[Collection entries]

□ □ □ □ □

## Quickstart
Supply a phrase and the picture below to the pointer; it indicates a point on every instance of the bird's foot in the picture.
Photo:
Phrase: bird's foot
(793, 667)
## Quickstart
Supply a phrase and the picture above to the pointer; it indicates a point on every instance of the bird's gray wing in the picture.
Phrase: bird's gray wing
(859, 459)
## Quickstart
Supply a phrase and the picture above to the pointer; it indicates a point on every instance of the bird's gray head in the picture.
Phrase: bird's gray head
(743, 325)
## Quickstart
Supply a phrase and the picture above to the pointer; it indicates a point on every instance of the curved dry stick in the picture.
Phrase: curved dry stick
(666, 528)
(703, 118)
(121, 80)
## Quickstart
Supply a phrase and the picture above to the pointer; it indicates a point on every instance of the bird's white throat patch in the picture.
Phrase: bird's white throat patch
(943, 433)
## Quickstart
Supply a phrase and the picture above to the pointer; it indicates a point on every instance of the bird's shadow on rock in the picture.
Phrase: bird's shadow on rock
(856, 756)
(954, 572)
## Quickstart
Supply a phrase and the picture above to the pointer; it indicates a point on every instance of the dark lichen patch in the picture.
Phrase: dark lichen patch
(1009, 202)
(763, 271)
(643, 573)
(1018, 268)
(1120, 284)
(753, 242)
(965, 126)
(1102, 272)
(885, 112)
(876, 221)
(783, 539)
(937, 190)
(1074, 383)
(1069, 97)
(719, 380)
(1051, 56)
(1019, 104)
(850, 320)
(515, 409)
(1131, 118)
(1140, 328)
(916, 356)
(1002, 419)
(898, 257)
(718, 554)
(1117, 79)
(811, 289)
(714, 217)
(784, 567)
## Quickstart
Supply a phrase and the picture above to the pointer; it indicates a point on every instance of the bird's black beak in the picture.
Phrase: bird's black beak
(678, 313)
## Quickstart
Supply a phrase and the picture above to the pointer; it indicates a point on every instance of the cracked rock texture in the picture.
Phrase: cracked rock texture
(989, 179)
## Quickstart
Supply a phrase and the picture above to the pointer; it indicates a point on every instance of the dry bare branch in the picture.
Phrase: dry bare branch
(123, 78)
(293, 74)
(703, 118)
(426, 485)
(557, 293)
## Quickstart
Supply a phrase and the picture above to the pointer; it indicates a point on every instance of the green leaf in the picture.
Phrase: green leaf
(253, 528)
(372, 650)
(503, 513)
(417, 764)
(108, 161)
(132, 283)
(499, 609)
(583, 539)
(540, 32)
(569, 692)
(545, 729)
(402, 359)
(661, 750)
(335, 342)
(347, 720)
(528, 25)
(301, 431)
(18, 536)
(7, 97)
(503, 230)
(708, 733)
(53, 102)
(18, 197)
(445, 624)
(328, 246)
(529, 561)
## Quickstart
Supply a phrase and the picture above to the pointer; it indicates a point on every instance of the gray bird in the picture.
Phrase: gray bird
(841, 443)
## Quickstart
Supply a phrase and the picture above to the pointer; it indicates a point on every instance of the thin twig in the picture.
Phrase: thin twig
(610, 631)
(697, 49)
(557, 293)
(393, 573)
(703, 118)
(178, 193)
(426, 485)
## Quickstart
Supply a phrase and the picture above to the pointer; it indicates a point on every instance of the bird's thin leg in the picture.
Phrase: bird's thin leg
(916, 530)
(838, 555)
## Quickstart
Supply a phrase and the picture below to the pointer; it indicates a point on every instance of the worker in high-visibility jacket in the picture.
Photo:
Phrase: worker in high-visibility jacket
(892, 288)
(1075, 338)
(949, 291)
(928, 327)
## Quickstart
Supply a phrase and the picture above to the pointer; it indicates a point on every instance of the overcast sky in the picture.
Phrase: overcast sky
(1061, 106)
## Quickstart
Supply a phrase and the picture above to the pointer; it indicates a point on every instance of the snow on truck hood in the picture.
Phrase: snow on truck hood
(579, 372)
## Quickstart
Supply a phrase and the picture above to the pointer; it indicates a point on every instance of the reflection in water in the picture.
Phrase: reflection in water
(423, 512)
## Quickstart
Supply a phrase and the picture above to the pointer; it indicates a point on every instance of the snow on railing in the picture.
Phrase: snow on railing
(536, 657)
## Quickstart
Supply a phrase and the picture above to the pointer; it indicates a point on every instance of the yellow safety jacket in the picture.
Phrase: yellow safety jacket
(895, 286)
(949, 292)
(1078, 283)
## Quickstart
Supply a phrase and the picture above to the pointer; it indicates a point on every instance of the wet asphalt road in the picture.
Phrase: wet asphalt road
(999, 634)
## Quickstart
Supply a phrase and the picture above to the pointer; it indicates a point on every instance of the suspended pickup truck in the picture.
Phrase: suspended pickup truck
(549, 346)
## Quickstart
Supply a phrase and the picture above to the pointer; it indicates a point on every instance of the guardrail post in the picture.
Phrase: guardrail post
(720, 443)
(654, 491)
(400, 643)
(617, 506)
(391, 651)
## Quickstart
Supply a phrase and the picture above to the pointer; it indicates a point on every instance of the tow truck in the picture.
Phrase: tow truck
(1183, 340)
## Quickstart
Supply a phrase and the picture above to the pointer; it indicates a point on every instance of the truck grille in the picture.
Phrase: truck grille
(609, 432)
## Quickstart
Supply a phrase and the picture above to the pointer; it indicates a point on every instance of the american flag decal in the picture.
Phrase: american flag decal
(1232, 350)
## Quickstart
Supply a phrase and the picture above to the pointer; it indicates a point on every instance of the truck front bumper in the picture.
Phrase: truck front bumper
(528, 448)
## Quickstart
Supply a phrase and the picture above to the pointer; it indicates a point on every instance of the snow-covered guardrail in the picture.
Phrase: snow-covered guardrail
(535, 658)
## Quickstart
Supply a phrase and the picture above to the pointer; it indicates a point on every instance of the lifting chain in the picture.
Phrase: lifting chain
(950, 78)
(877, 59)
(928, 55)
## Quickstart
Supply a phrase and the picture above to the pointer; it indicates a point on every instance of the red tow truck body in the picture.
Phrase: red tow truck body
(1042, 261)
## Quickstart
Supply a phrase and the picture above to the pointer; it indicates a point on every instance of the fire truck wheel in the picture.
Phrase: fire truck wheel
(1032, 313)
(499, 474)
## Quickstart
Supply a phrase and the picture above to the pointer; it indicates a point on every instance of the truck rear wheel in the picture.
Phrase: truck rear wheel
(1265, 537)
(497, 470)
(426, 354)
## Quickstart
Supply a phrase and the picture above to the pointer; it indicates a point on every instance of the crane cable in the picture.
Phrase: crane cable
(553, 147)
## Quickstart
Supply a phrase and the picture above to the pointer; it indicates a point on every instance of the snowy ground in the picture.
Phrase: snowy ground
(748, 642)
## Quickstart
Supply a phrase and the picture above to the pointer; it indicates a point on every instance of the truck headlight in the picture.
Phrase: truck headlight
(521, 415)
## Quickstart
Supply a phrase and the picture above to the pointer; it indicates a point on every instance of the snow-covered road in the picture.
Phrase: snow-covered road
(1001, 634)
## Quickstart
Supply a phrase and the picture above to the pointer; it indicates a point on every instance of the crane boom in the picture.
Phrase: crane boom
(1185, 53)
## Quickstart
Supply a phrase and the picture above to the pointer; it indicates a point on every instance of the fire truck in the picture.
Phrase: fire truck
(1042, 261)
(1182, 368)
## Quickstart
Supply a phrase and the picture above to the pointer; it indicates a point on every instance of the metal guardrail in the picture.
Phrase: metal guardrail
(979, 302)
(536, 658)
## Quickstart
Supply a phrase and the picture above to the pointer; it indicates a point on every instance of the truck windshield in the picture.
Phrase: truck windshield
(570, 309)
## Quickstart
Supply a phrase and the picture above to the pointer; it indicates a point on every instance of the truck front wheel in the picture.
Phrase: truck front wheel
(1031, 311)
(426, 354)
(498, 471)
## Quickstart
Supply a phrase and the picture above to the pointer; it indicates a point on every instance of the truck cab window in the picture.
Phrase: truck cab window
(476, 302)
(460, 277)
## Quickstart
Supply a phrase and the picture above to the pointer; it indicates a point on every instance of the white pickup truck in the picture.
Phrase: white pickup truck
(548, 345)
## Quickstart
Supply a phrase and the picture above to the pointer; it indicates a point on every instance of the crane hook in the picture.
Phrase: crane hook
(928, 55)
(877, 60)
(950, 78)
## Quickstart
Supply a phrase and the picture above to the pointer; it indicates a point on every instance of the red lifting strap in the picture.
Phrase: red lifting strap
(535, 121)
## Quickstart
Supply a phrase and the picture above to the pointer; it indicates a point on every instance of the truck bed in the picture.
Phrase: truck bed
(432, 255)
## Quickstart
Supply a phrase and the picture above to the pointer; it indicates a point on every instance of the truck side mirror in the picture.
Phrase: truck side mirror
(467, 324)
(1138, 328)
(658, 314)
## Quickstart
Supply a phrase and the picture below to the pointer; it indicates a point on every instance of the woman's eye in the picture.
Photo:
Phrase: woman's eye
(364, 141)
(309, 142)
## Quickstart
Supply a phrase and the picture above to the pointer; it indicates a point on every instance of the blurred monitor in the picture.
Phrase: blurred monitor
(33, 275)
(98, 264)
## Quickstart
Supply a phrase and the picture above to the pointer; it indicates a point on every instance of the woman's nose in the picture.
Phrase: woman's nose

□ □ □ □ □

Given request:
State how many lines in the data above contain the string "rock", counting a match only when its letter case is identical. Give the number alone.

Solution:
4